____ DATA FOR THIS EXERCISE

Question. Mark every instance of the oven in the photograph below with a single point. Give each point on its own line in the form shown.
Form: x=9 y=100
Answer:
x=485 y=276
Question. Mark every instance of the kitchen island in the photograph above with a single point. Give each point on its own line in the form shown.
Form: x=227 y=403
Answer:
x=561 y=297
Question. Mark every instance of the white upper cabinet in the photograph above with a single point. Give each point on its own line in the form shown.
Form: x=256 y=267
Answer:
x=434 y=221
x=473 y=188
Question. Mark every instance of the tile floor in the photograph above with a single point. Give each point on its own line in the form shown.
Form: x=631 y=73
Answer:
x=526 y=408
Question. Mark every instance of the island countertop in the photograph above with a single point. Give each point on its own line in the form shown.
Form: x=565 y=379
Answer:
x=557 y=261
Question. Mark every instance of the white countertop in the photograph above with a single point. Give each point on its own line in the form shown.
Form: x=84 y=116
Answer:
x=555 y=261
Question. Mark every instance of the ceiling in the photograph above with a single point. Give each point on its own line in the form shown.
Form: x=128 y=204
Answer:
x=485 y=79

________
____ DATA FOR THIS EXERCISE

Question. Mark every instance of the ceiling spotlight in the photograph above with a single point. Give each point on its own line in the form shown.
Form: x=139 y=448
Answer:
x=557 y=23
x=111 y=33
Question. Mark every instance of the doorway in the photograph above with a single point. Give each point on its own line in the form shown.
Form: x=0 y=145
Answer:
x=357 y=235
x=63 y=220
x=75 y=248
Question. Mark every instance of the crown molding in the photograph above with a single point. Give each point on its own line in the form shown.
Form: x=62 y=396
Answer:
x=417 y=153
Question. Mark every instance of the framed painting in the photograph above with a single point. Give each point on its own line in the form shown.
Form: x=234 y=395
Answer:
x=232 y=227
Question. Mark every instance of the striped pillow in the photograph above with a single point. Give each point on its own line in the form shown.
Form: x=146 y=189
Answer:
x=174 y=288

________

* **ACTION ITEM**: Identify and extract each line of the listing that contains "single".

* **ANSWER AREA**:
Question. Mark every instance of the oven in the photograph below with a single point. Give each point on its own line in the form shown.
Question. Mark every instance of the kitchen island in the photograph above with a single point. Give each point on its own line in the form shown.
Question. Mark every instance of the white upper cabinet in the photograph above with a single point. Give each point on its own line in the form shown.
Question. Mark every instance of the tile floor in the photograph above with a single point. Give each point on its own line in the form shown.
Question. Mark every instance of the island countertop in the photograph above with a single point. Give each point on its own line in the form shown.
Question. Mark every instance of the white countertop in the photograph above with a single point. Give each point on its own line in the form shown.
Question. Mark every instance of the ceiling in the photograph above with a single point. Give each point on its own line in the form shown.
Question. Mark every instance of the ceiling spotlight in the photograph above with a single point. Give each point on its own line in the form shown.
Question. Mark every instance of the doorway in the photograph above with a single point. Give each point on its own line in the form shown.
Question. Mark every instance of the crown molding in the photograph above with a single point. Give each point on its own line in the form shown.
Question. Mark every instance of the framed painting in the photograph above with a single point. Give each point on its own line in the form shown.
Question. Mark every instance of the striped pillow in the photograph above with a single point. Give each point on its own line in the form shown.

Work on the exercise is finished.